TASK DIRECTIONS> Every entry, from first to last, must be written out exactly.

INFORMATION GIVEN section start

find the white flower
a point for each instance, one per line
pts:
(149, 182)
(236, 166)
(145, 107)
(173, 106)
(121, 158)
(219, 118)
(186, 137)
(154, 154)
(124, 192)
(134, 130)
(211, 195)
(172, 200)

INFORMATION GIVEN section end

ANSWER TO THIS PROBLEM>
find the white flower
a point for each instance, one per line
pts:
(149, 182)
(236, 166)
(145, 107)
(173, 106)
(121, 158)
(219, 118)
(186, 137)
(154, 154)
(124, 192)
(134, 130)
(211, 195)
(172, 200)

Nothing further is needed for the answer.